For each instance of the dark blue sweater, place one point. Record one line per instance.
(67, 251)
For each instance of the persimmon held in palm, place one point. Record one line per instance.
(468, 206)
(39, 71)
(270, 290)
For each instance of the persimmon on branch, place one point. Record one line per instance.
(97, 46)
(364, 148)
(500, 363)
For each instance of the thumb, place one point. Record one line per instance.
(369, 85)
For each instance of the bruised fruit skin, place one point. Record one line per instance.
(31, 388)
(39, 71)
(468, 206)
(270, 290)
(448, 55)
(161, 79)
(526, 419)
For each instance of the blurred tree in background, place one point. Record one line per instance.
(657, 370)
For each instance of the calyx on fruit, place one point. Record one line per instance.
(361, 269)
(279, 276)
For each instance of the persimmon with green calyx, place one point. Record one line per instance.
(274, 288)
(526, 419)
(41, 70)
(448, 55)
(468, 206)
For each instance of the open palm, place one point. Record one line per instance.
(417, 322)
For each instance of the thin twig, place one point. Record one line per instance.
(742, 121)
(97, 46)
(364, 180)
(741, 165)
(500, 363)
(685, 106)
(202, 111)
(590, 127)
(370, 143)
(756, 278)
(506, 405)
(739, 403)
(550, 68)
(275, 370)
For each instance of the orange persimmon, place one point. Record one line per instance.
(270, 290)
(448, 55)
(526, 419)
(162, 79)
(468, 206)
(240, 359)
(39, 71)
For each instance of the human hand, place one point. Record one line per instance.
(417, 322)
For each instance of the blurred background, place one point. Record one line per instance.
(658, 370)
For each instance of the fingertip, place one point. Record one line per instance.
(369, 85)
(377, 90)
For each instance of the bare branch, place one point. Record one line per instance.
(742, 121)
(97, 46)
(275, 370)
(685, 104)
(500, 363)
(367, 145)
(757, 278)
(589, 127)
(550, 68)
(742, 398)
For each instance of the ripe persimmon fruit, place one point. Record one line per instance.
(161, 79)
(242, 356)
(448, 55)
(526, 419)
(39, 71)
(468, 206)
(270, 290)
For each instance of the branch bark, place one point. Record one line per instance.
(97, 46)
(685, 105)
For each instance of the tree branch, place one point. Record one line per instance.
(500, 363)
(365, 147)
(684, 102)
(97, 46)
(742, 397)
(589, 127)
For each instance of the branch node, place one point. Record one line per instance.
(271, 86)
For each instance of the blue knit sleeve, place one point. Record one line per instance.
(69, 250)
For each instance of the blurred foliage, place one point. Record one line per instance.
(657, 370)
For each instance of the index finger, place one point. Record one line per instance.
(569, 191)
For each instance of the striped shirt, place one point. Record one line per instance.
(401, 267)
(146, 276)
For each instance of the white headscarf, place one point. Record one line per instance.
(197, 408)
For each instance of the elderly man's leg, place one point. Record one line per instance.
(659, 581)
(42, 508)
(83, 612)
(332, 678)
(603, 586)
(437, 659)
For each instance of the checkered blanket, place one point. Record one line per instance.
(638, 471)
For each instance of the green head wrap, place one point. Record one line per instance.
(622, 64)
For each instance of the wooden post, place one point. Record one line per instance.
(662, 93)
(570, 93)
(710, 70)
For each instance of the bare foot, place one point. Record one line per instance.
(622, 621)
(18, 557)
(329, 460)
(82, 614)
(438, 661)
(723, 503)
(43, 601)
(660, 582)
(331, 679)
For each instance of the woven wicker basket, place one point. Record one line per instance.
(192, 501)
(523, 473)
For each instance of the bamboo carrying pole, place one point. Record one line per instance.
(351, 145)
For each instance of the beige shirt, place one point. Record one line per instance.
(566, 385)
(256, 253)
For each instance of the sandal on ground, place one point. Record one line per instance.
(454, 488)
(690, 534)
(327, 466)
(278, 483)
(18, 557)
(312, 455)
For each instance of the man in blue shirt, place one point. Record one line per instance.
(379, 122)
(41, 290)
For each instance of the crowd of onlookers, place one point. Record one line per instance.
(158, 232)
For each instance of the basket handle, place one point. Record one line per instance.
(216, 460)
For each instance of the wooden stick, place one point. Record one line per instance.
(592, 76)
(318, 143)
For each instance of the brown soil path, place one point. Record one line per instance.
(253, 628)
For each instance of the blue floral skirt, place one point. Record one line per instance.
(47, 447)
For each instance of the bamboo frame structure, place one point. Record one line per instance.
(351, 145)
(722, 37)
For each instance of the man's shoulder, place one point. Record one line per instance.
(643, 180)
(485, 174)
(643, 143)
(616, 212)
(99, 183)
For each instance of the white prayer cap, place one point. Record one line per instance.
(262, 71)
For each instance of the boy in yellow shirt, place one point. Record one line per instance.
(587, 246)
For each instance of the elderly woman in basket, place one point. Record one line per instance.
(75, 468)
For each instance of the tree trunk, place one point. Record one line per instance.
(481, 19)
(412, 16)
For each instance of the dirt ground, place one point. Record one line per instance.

*****

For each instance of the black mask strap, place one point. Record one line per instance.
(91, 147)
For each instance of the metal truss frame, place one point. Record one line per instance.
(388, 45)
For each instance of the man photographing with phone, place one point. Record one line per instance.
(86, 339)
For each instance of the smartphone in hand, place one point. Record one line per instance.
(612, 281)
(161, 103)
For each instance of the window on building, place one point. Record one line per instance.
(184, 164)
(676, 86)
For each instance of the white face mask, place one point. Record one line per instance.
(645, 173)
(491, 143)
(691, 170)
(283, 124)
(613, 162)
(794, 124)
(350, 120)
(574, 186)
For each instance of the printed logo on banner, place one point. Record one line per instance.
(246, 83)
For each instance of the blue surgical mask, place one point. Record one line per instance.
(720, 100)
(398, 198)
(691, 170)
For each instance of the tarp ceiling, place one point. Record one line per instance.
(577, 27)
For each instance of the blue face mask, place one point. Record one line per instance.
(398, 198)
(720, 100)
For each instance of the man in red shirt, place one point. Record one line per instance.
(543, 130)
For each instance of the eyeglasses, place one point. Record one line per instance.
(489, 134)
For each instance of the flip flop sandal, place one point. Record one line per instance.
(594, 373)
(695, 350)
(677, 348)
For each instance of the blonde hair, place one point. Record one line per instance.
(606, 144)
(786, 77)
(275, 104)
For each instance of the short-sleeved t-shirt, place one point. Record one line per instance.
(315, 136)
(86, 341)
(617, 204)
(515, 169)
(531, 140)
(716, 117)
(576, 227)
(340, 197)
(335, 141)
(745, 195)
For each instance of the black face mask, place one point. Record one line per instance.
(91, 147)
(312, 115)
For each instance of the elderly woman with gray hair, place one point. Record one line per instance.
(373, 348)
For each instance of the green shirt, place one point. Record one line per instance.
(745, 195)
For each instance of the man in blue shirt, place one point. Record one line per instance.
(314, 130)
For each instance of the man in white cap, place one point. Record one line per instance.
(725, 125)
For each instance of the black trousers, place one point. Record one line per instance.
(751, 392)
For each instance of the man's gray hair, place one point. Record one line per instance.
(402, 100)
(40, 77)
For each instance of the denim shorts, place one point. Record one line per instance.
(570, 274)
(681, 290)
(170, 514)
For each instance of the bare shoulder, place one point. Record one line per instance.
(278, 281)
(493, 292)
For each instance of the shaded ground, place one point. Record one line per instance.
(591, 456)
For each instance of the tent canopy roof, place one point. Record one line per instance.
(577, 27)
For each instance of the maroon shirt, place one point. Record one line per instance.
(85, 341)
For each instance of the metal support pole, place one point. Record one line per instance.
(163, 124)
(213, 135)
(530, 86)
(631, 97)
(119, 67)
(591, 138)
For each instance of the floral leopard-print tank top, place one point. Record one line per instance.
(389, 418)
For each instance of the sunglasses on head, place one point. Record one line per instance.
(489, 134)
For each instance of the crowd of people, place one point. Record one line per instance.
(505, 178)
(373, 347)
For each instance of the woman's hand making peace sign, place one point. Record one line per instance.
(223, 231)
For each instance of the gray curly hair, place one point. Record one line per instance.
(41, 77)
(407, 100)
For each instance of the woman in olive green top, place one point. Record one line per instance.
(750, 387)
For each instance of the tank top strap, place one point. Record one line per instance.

*****

WHAT YOU ARE ASKED TO DO -
Will you return exactly the lines above from the one with "For each instance of the bamboo frame" down to the one with "For each instance of the dirt", counting both as part of the range?

SOLVED EXERCISE -
For each instance of the bamboo frame structure, place one point. Record one line per instance.
(351, 145)
(722, 37)
For each instance of the man's shoulder, place one point. Record one line per instance.
(643, 180)
(485, 174)
(643, 143)
(616, 212)
(99, 183)
For each instance of the white prayer cap, place one point. Record one line per instance.
(262, 71)
For each instance of the boy in yellow shirt, place one point. Record one line per instance.
(587, 246)
For each instance of the elderly woman in basket, place one point. Record one line per instance.
(75, 468)
For each instance of the tree trunk, place one point. Record one line per instance.
(481, 19)
(412, 16)
For each instance of the dirt ground, place one point. Record one line per instance.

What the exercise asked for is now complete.